[Stored items]
___

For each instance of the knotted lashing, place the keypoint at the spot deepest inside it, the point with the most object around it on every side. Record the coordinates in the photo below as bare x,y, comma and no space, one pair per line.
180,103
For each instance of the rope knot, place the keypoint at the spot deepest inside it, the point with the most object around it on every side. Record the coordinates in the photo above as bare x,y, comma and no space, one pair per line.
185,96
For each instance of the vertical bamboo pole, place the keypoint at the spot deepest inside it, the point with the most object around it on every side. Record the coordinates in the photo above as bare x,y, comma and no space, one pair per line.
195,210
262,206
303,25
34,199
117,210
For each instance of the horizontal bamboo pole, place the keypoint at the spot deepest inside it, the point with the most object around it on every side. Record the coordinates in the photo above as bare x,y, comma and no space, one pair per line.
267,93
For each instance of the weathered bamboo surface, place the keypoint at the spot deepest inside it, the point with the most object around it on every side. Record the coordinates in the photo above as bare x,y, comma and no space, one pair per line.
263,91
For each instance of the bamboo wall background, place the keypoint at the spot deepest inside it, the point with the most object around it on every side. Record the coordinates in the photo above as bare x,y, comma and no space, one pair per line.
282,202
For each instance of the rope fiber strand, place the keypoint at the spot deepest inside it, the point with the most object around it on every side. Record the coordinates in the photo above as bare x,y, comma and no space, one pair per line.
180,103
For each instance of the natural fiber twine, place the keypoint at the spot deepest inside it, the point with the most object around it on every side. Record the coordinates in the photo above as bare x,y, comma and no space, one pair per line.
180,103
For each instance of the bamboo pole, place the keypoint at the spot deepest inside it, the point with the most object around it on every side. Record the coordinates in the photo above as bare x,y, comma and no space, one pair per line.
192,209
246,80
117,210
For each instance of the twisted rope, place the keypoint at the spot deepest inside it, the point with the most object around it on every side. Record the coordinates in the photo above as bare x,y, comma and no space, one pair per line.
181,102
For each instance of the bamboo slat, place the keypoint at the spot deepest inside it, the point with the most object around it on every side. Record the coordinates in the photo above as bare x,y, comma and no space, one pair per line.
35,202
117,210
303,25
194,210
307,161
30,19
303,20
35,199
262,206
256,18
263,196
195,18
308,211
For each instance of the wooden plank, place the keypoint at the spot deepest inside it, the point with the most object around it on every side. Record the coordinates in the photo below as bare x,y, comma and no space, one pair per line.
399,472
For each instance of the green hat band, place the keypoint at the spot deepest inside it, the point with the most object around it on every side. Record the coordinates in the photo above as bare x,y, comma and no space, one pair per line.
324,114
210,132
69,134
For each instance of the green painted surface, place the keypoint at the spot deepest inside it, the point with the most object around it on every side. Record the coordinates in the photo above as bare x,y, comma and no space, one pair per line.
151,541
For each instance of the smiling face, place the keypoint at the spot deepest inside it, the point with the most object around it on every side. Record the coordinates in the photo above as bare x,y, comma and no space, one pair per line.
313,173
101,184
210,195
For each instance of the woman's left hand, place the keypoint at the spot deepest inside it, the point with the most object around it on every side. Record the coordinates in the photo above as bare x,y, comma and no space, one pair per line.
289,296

___

STATED TASK: Extract every one of the lines above verbatim, leaving each one unchanged.

RESPONSE TO THIS TASK:
For each instance of the knotted lashing, place the keypoint at the spot deepest inside it, the point with the most object around it on every side. Record the coordinates in the photo below as bare x,y, comma and no space, one pair per line.
180,103
For each instance of the rope knot, place the keypoint at the spot deepest inside it, the point with the most object around it on every side. Record the coordinates in the photo above as bare x,y, comma and no space, one pair per line.
185,96
For each instance of the vertical bamboo pole, place the keypoint at the spot deepest inside it, the point with the most object around it on every side. Record the coordinates in the photo above as bare x,y, comma and no space, one pair per line.
195,210
262,206
303,25
34,199
117,210
For each instance of the horizontal bamboo pole, place the keypoint at the spot deepest inside it, the point with the most object around it on every side. Record the coordinates in the photo above as bare x,y, comma and no space, one pair per line.
267,93
For each instance of the weathered bamboo surface, place the keypoint at the spot deepest inside it, the point with the most object around it on every side. Record the coordinates in the photo above as bare x,y, comma and no space, one pair per line.
263,91
For each instance of the bamboo wall background, place the keypoint at the spot deepest inside it, the point with the most object around it on every side. Record the coordinates in the photo above as bare x,y, comma and no space, one pair per line.
282,202
For each instance of the rope fiber strand, place the keypoint at the spot deepest inside it, the point with the most object around it on every side. Record the coordinates in the photo above as bare x,y, comma and no space, one pair per line.
180,103
For each instance of the natural fiber twine, place the keypoint at the spot deepest inside it, the point with the most object around it on every side. Record the coordinates in the photo above as bare x,y, comma and no space, one pair per line.
180,103
For each instance of the bamboo pole, place the keypoint at the spot deepest inside it, the point with the most object around it on every side. Record the coordinates in the photo above as bare x,y, comma and no space, one pair per line.
192,209
246,80
117,210
For each instance of the twisted rope, place the keypoint at the spot deepest inside it, the point with the most object around it on every side. Record the coordinates in the photo above as bare x,y, comma and no space, one pair per line.
181,102
For each instance of the bamboo slat, place the keypoint at the spot deepest inside it, the point with the most object around it on every side. Record the coordinates in the photo above as bare x,y, comma and no space, one pair per line.
35,202
117,210
303,25
194,210
307,161
30,19
303,20
35,199
262,206
256,18
263,196
195,18
308,211
For each instance of the wooden plank, place the keypoint at the spot deepest inside it, the point with the most object around it on every side. Record the coordinates in the photo below as bare x,y, comma and no space, one pair per line.
399,472
For each instance of the green hat band, place the keypoint at the spot deepest inside it, the point with the most object around it on every side. Record the coordinates in the photo above as bare x,y, comma and no space, one pair per line.
324,114
210,132
69,134
For each instance of the green painted surface, place the keypoint at the spot deepest inside it, the point with the most object around it on every side. Record the coordinates in the photo above as bare x,y, comma and no space, one pair per line.
151,541
For each instance of the smiling face, place the keypoint at the spot deepest inside it, the point with the most object around it on every side. Record the coordinates in the photo above as bare x,y, comma and no space, one pair per line.
313,173
101,184
210,195
For each instance of the woman's left hand, place the keypoint at the spot deepest inside it, the point with the most object around it on every side. Record the coordinates in the photo above as bare x,y, comma and no space, one pair per line.
289,296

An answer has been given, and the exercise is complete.